Task directions:
Report how many lines in the records below contain the string "green". Case counts. Give only the number.

• • • •

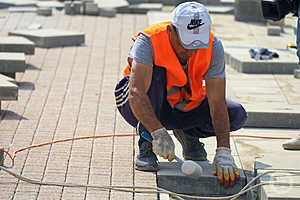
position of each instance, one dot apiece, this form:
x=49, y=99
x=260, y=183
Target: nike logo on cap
x=195, y=23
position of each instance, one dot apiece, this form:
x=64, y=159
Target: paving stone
x=91, y=8
x=22, y=9
x=248, y=10
x=142, y=8
x=8, y=89
x=47, y=38
x=239, y=59
x=16, y=44
x=107, y=12
x=12, y=62
x=44, y=11
x=73, y=7
x=171, y=178
x=51, y=4
x=273, y=30
x=111, y=3
x=8, y=3
x=297, y=73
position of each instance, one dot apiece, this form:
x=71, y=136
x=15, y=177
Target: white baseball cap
x=192, y=22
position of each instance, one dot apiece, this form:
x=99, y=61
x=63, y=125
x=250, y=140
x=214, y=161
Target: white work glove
x=225, y=167
x=163, y=144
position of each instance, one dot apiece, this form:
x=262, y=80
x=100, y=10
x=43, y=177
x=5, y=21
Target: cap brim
x=194, y=41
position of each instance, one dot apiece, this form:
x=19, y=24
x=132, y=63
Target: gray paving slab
x=141, y=8
x=44, y=11
x=12, y=62
x=170, y=177
x=16, y=44
x=271, y=156
x=50, y=4
x=8, y=89
x=248, y=10
x=47, y=38
x=239, y=58
x=111, y=3
x=8, y=3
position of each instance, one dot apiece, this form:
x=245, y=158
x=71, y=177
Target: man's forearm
x=220, y=120
x=142, y=109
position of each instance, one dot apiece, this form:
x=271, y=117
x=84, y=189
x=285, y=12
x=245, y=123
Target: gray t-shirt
x=142, y=52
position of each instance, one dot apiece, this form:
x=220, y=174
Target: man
x=175, y=80
x=294, y=144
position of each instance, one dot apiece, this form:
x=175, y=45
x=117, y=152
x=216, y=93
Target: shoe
x=293, y=144
x=192, y=148
x=146, y=160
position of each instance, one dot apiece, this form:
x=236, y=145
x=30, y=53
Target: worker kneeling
x=175, y=80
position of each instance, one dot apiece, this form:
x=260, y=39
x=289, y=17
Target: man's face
x=182, y=53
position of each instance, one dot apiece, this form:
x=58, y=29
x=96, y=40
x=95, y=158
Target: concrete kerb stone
x=171, y=178
x=48, y=38
x=240, y=60
x=248, y=10
x=107, y=12
x=297, y=73
x=273, y=30
x=16, y=44
x=44, y=11
x=73, y=7
x=142, y=8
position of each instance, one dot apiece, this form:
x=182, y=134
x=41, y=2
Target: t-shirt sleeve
x=142, y=50
x=217, y=65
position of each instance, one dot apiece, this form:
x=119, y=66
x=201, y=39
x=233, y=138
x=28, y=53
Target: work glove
x=163, y=144
x=225, y=167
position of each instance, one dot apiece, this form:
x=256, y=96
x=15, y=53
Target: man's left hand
x=225, y=167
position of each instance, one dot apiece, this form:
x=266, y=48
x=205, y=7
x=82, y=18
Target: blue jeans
x=196, y=122
x=298, y=36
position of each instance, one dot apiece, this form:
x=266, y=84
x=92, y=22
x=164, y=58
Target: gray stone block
x=48, y=38
x=297, y=73
x=72, y=7
x=248, y=10
x=16, y=44
x=91, y=9
x=239, y=59
x=273, y=119
x=107, y=12
x=142, y=8
x=8, y=89
x=273, y=30
x=44, y=11
x=171, y=178
x=12, y=62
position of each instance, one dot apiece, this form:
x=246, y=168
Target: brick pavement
x=68, y=92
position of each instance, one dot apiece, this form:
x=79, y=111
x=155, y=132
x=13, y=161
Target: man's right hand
x=163, y=144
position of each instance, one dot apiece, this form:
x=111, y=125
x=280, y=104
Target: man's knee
x=238, y=117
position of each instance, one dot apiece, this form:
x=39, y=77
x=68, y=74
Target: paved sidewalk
x=66, y=93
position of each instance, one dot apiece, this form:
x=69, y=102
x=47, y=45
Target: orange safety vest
x=164, y=56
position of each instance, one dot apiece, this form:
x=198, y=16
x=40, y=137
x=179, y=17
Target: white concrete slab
x=47, y=38
x=111, y=3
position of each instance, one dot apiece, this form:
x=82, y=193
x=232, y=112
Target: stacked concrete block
x=16, y=44
x=91, y=8
x=73, y=7
x=171, y=178
x=44, y=11
x=48, y=38
x=8, y=89
x=297, y=73
x=248, y=10
x=107, y=12
x=10, y=63
x=273, y=30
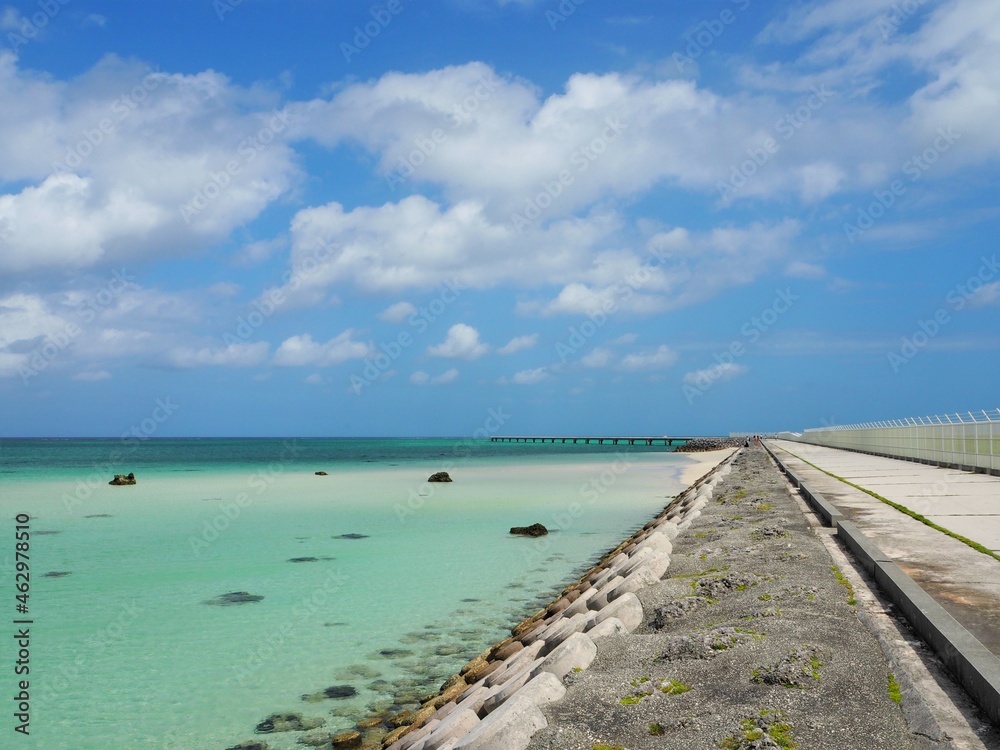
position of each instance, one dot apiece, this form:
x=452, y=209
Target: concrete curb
x=826, y=510
x=974, y=666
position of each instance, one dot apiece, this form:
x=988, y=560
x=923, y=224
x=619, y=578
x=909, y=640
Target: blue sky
x=309, y=218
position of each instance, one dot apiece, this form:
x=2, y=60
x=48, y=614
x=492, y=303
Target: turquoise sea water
x=401, y=582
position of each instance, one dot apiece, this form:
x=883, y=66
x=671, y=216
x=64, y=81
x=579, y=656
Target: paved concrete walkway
x=962, y=580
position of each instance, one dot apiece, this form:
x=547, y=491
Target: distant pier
x=665, y=440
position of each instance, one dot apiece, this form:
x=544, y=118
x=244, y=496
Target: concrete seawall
x=495, y=701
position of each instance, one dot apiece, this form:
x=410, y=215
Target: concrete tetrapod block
x=606, y=575
x=656, y=563
x=658, y=542
x=444, y=711
x=501, y=692
x=543, y=689
x=508, y=728
x=414, y=738
x=600, y=600
x=668, y=529
x=566, y=627
x=635, y=581
x=626, y=608
x=474, y=700
x=576, y=652
x=611, y=626
x=458, y=724
x=627, y=566
x=580, y=605
x=688, y=520
x=515, y=663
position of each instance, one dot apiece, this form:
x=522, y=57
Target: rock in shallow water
x=234, y=597
x=536, y=529
x=288, y=722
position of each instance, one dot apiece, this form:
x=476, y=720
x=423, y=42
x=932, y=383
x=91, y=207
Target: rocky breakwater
x=493, y=703
x=701, y=445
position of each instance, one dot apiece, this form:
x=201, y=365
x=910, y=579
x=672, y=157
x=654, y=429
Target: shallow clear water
x=125, y=652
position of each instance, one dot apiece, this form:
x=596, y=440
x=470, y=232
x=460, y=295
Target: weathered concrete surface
x=749, y=597
x=963, y=581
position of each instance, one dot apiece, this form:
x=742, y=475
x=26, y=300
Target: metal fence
x=969, y=441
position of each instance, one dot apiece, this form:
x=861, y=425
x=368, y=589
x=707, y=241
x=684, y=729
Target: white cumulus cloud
x=302, y=350
x=462, y=342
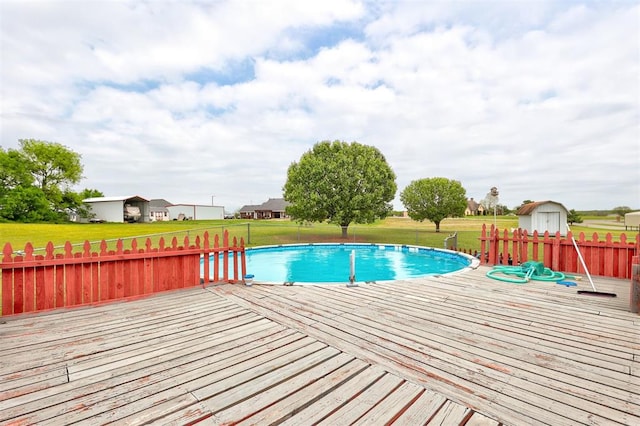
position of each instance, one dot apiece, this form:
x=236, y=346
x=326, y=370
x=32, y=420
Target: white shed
x=543, y=216
x=195, y=212
x=111, y=209
x=632, y=220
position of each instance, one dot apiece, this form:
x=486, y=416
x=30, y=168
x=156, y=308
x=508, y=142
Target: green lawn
x=266, y=232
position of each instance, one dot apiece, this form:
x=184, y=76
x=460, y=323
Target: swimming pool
x=331, y=263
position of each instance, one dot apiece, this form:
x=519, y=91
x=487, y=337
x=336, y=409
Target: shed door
x=550, y=221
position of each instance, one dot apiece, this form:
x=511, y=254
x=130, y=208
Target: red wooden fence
x=602, y=257
x=33, y=283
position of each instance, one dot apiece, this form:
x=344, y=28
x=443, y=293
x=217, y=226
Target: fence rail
x=603, y=257
x=33, y=282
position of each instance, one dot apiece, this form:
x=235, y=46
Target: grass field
x=266, y=232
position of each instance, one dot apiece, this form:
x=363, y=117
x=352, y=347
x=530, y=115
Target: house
x=158, y=209
x=274, y=208
x=473, y=208
x=248, y=211
x=543, y=216
x=114, y=209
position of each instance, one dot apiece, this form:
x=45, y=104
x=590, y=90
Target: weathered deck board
x=456, y=349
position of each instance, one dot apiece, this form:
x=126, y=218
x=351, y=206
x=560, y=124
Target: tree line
x=335, y=182
x=36, y=180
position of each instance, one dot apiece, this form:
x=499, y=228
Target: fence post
x=634, y=299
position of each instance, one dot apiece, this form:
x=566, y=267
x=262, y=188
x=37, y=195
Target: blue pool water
x=330, y=263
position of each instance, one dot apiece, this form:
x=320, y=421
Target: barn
x=111, y=209
x=543, y=216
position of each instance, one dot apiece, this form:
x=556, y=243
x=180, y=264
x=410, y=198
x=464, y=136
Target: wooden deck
x=458, y=349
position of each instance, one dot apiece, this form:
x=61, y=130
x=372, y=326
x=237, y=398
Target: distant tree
x=35, y=182
x=53, y=165
x=620, y=211
x=573, y=217
x=340, y=182
x=434, y=199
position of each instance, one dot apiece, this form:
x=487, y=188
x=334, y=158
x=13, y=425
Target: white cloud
x=186, y=100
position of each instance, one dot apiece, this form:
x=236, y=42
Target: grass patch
x=268, y=232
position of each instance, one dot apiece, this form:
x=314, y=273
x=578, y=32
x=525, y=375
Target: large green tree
x=35, y=181
x=341, y=183
x=53, y=165
x=434, y=199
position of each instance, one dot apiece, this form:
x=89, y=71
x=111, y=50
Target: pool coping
x=475, y=263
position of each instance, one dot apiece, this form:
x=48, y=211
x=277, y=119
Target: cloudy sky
x=194, y=101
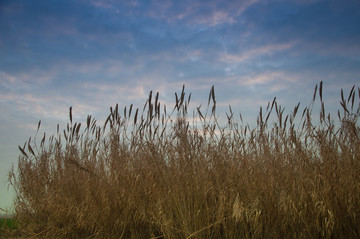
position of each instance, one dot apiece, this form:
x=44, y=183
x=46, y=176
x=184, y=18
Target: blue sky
x=92, y=54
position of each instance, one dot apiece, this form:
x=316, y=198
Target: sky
x=92, y=54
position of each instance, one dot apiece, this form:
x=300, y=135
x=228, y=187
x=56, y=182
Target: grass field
x=155, y=173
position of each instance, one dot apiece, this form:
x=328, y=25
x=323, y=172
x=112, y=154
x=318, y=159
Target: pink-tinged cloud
x=255, y=52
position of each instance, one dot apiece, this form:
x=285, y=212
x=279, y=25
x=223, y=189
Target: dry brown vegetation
x=154, y=174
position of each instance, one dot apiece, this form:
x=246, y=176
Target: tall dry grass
x=156, y=174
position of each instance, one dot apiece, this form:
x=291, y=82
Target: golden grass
x=154, y=174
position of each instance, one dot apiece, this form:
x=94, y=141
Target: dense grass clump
x=155, y=174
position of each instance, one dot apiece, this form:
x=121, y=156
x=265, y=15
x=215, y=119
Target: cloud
x=255, y=52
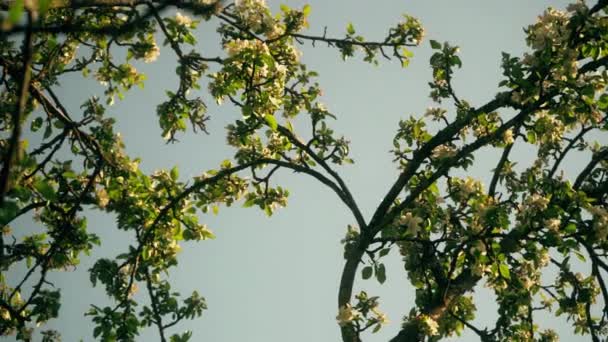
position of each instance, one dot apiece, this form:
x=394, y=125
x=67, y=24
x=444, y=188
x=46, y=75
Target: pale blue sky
x=277, y=279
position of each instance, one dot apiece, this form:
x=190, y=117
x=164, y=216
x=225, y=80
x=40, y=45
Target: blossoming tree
x=452, y=233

• • • •

Response:
2